Excerpts of pointing data:

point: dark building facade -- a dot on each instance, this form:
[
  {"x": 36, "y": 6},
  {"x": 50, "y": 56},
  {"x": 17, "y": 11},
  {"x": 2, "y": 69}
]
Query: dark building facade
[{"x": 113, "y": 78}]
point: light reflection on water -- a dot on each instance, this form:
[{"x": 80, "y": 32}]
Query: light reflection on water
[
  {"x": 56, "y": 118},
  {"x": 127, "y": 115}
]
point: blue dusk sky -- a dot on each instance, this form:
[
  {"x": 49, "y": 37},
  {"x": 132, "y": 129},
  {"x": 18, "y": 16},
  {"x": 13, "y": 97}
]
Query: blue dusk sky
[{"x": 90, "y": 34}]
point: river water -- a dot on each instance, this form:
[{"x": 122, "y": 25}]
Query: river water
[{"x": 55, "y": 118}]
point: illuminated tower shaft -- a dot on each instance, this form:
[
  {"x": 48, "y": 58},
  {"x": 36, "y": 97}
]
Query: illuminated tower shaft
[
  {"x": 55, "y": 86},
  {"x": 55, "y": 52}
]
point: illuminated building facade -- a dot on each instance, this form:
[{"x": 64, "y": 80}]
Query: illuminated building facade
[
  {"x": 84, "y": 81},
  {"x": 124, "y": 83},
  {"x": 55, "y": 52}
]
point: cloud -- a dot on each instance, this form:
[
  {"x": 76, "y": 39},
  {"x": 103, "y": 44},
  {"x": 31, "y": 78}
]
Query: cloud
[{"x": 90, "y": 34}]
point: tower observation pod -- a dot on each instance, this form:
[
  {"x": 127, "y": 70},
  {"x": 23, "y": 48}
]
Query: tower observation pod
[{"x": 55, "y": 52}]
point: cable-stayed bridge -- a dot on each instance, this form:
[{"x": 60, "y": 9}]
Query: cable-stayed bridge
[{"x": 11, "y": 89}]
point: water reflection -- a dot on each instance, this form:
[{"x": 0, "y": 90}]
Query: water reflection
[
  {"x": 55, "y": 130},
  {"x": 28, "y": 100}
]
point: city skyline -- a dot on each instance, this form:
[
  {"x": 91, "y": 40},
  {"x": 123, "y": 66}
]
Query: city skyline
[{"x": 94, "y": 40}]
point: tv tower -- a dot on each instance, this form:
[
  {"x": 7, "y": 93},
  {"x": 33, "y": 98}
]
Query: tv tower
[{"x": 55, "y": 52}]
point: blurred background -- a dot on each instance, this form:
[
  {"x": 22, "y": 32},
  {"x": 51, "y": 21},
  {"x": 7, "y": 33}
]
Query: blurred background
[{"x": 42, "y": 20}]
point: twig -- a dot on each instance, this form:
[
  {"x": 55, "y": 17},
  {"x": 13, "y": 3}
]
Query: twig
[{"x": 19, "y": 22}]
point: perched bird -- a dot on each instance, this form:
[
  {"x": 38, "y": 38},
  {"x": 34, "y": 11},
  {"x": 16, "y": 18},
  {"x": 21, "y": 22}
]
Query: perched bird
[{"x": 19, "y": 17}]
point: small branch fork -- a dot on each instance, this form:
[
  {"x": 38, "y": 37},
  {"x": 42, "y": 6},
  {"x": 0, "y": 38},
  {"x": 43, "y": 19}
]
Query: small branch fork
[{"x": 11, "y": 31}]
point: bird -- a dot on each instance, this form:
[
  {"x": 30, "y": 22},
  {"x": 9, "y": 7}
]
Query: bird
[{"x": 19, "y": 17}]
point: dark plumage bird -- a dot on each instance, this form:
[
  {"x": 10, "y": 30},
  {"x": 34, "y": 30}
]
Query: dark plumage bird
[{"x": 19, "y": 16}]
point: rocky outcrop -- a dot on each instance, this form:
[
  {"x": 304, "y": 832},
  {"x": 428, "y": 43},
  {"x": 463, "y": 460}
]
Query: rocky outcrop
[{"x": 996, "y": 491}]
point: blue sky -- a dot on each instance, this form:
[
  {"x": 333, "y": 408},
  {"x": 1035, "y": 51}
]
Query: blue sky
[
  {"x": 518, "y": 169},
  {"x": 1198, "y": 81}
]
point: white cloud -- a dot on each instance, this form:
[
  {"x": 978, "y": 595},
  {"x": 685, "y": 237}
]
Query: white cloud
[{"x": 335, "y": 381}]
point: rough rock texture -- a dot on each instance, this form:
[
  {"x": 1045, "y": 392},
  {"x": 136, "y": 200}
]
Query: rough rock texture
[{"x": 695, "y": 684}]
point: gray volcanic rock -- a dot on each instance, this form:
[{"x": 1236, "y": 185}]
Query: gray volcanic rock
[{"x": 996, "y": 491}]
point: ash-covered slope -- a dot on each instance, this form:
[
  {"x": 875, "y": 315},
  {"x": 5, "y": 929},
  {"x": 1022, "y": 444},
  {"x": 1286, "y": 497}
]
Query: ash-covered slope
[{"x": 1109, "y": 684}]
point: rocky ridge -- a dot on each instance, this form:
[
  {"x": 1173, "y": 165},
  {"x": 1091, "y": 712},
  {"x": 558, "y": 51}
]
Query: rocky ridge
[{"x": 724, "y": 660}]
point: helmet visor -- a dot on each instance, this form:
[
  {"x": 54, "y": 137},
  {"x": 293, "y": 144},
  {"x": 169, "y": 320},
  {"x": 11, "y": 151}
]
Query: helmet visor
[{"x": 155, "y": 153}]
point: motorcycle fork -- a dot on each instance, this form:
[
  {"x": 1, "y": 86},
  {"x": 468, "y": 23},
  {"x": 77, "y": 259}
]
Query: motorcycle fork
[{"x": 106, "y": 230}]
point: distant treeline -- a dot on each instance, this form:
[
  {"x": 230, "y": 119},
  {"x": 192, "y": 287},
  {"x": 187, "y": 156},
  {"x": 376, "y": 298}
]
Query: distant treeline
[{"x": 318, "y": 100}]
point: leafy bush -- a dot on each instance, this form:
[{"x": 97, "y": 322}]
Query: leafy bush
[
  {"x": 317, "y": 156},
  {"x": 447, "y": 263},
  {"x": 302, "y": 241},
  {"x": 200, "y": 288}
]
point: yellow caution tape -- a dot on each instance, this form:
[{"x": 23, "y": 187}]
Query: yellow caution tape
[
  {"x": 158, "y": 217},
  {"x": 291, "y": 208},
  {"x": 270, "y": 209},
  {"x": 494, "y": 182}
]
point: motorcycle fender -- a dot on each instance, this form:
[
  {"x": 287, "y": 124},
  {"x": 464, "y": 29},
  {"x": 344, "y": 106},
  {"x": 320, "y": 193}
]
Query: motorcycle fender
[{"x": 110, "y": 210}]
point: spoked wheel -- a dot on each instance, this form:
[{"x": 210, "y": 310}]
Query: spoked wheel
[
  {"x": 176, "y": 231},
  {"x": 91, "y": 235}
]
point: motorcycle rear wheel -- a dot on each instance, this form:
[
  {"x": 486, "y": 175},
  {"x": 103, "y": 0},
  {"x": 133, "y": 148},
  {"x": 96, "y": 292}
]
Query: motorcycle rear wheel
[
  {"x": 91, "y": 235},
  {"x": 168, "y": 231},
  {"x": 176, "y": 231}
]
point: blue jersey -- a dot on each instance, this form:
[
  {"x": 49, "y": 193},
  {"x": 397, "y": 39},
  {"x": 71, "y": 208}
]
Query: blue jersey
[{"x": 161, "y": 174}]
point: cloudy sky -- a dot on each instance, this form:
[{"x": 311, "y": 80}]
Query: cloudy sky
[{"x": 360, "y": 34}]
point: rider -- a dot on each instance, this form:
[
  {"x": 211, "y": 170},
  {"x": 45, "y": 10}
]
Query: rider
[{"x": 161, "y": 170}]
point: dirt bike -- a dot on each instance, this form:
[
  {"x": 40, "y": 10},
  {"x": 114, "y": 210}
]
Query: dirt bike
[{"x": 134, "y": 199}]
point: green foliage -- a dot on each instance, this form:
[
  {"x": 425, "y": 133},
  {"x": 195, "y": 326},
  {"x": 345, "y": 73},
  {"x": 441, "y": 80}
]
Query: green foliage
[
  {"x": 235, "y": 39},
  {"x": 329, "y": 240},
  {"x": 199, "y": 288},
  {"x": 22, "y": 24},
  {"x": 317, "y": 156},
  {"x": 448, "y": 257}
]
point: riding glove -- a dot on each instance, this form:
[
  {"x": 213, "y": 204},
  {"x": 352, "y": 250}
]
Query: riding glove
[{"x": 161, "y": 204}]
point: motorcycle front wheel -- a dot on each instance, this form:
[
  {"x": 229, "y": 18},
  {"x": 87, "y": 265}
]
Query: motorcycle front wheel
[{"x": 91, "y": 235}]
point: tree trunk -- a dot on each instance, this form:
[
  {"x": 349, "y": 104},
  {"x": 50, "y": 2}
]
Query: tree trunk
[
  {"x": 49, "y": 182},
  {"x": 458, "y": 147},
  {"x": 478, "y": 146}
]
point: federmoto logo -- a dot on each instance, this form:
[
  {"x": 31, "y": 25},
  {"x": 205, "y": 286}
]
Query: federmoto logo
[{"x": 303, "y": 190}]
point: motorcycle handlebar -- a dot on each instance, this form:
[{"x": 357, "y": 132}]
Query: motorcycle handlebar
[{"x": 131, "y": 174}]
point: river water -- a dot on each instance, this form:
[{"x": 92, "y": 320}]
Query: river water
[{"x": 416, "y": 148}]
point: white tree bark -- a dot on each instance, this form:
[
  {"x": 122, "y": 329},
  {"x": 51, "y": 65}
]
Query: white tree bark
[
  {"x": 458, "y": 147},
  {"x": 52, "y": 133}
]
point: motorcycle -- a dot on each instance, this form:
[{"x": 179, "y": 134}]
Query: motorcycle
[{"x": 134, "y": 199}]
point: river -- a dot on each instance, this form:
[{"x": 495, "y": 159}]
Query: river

— The task —
Starting with the line that contains "point: cloudy sky", output every line through the end of the listing above, unchanged.

— Right answer —
point: cloudy sky -- a dot on each instance, this form:
[{"x": 311, "y": 80}]
Query: cloudy sky
[{"x": 360, "y": 34}]
point: rider -- a dot on each instance, this form:
[
  {"x": 211, "y": 170},
  {"x": 45, "y": 10}
]
Query: rider
[{"x": 161, "y": 170}]
point: dirt bike -- a dot on each instance, this form:
[
  {"x": 40, "y": 10},
  {"x": 114, "y": 210}
]
Query: dirt bike
[{"x": 134, "y": 199}]
point: green foliage -- a dot on each instance, this form:
[
  {"x": 425, "y": 133},
  {"x": 195, "y": 326},
  {"x": 345, "y": 73},
  {"x": 441, "y": 80}
]
Query: green foliage
[
  {"x": 235, "y": 39},
  {"x": 329, "y": 240},
  {"x": 199, "y": 288},
  {"x": 22, "y": 24},
  {"x": 317, "y": 156},
  {"x": 448, "y": 257}
]
point: riding glove -- a dot on each instance, this form:
[
  {"x": 213, "y": 204},
  {"x": 352, "y": 250}
]
Query: riding glove
[{"x": 161, "y": 204}]
point: motorcycle front wheel -- a dot on each instance, this form:
[
  {"x": 229, "y": 18},
  {"x": 87, "y": 265}
]
Query: motorcycle front wheel
[{"x": 91, "y": 235}]
point: tree trunk -- a dot on each instance, this form:
[
  {"x": 349, "y": 104},
  {"x": 50, "y": 2}
]
Query: tree trunk
[
  {"x": 49, "y": 182},
  {"x": 458, "y": 147},
  {"x": 478, "y": 146}
]
point: federmoto logo -- a dot on each instance, this form:
[
  {"x": 31, "y": 25},
  {"x": 205, "y": 286}
]
Query: federmoto logo
[{"x": 303, "y": 190}]
point: motorcycle handlebar -- a dot on each instance, this form:
[{"x": 357, "y": 132}]
Query: motorcycle handlebar
[{"x": 131, "y": 174}]
point: river water -- a dot on each instance, this form:
[{"x": 92, "y": 320}]
Query: river water
[{"x": 416, "y": 148}]
point: white tree bark -- a dot on each instance, this form:
[
  {"x": 122, "y": 329},
  {"x": 51, "y": 65}
]
Query: white tree bark
[
  {"x": 458, "y": 147},
  {"x": 52, "y": 133}
]
point: motorcycle -- a dot on each instance, this form:
[{"x": 179, "y": 134}]
Query: motorcycle
[{"x": 134, "y": 199}]
point: river -- a dot on each instance, this form:
[{"x": 495, "y": 159}]
Query: river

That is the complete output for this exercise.